## THE TASK
Rewrite every line of the items below as a JSON list of strings, one string per line, omitting blank lines.
===== INPUT ROWS =====
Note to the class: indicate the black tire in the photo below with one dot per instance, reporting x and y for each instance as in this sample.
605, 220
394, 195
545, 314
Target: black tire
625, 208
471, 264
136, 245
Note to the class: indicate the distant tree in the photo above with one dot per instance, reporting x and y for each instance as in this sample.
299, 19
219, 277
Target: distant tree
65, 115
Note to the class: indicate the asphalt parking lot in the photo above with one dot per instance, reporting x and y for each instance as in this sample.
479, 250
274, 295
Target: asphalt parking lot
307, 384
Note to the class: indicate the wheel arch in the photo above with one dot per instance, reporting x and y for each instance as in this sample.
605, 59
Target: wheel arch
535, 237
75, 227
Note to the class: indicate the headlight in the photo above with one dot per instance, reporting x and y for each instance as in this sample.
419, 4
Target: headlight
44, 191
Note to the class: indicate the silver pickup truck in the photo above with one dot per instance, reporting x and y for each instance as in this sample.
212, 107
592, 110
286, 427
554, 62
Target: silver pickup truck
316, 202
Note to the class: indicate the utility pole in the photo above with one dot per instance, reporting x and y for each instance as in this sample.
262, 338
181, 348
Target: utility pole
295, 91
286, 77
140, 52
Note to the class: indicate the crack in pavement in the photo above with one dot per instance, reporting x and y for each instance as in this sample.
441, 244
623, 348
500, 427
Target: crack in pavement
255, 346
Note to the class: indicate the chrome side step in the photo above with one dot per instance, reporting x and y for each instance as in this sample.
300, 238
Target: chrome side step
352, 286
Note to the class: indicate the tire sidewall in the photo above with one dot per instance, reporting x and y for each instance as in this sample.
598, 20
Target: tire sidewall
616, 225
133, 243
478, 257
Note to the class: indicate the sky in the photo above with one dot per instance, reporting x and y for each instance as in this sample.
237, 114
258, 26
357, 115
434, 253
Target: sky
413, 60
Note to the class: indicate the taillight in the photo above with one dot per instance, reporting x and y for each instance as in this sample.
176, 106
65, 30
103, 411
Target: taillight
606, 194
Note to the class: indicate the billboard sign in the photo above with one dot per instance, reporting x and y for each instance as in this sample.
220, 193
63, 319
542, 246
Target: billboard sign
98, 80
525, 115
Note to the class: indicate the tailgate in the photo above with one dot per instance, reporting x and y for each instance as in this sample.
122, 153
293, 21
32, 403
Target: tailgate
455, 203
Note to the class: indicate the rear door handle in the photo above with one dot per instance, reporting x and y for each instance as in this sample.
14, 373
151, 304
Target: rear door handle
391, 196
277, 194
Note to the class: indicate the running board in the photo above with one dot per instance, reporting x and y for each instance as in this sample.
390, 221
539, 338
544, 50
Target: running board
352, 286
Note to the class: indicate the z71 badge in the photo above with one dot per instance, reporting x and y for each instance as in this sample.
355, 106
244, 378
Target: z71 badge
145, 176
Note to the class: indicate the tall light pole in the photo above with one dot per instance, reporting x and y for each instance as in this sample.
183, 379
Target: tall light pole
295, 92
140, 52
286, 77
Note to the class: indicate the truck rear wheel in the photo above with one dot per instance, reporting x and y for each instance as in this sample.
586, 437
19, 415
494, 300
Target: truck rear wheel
=====
## REPLY
[
  "Note to the class: indicate the black tire in the photo below with one dot per instance, reporting x and y for each instance as in this sample.",
  "605, 220",
  "394, 195",
  "545, 314",
  "Target: black tire",
  "625, 208",
  "471, 264",
  "136, 245",
  "Note to the class: indicate the distant tree in the photo above with one dot per instance, reporting x and y for each instance as in this sample.",
  "299, 19",
  "219, 277",
  "Target: distant tree",
  "65, 115",
  "Note to the class: indicate the asphalt parking lot in the photo above with one dot per instance, reporting x and y for each instance as in this sample.",
  "479, 250",
  "274, 295",
  "Target: asphalt parking lot",
  "307, 384",
  "Note to the class: indicate the wheel arch in the photo above with one dot per instance, reporting x and y for each instance as in this sample.",
  "605, 59",
  "Target: wheel arch",
  "535, 237",
  "75, 227",
  "Note to the class: indicate the headlight in the photo above with one dot per instance, reporting x and y for each instance as in this sample.",
  "419, 4",
  "Target: headlight",
  "44, 191",
  "Note to the class: indicate the silver pickup truck in the photo above with one dot per instance, reporting x and y for each instance as in this sample.",
  "212, 107",
  "592, 110",
  "286, 427",
  "554, 62",
  "Target: silver pickup truck",
  "316, 202",
  "Note to the class: indicate the utility pole in the photo above with one dot per instance, reporting x and y for each instance as in this sample.",
  "262, 338",
  "181, 348",
  "Target: utility pole",
  "295, 91",
  "286, 77",
  "140, 52",
  "Note to the class: indicate the crack in pavement in the photo above with one dot per instance, reporting x and y for each instance as in this sample.",
  "441, 244",
  "623, 348",
  "500, 427",
  "Target: crack in pavement",
  "255, 346",
  "Note to the class: indicate the chrome side step in the photo above with one dot per instance, reporting x and y for each instance as in this sample.",
  "300, 238",
  "Target: chrome side step",
  "352, 286",
  "Note to the class: indicate the tire sidewall in the photo above with one dot per instance, reporting x and y for each instance as in this sample.",
  "598, 20",
  "Target: tire sidewall",
  "616, 225",
  "133, 243",
  "478, 257",
  "Note to the class: indicate the sky in the photo above with one dot per instance, reporting x and y for each instance as in this sample.",
  "237, 114",
  "258, 26",
  "357, 115",
  "434, 253",
  "Target: sky",
  "413, 60",
  "Note to the class: indicate the taillight in the photo above with one dot per instance, reporting x and y for each instance as in this sample.",
  "176, 106",
  "65, 30",
  "103, 411",
  "Target: taillight",
  "606, 194",
  "Note to the class: indicate the billboard sign in the photo above with one dot per instance, reporting x and y for each instance as in this sample.",
  "220, 193",
  "63, 319",
  "542, 246",
  "Target: billboard sign",
  "98, 80",
  "525, 115",
  "Note to the class: indicate the tailgate in the photo above with one dot per instance, reporting x and y for each instance as in this sample.",
  "122, 153",
  "293, 21",
  "32, 403",
  "Target: tailgate",
  "455, 203",
  "Note to the class: indicate the rear door handle in the photo above with one dot per instance, reporting x and y for each instance as in this sample.",
  "14, 373",
  "151, 304",
  "Target: rear door handle",
  "391, 196",
  "277, 194",
  "Note to the class: indicate the running board in the photo above with one dot per instance, reporting x and y for each instance as in this sample.",
  "390, 221",
  "539, 338",
  "544, 50",
  "Target: running board",
  "352, 286",
  "Note to the class: indicate the z71 badge in the photo above with one dot per instance, reporting x and y for each instance as in this sample.",
  "355, 106",
  "244, 378",
  "Target: z71 badge",
  "145, 176",
  "Note to the class: indicate the tall light pole in the photo above with one dot per instance, reporting x and y for each instance as in this sample.",
  "183, 379",
  "Target: tall light pole",
  "295, 92",
  "140, 52",
  "286, 77",
  "Note to the class: indicate the truck rear wheel in the photo above with one dot per instance, reporting x and y for each instance as in this sample.",
  "586, 437",
  "19, 415",
  "494, 300",
  "Target: truck rear wheel"
]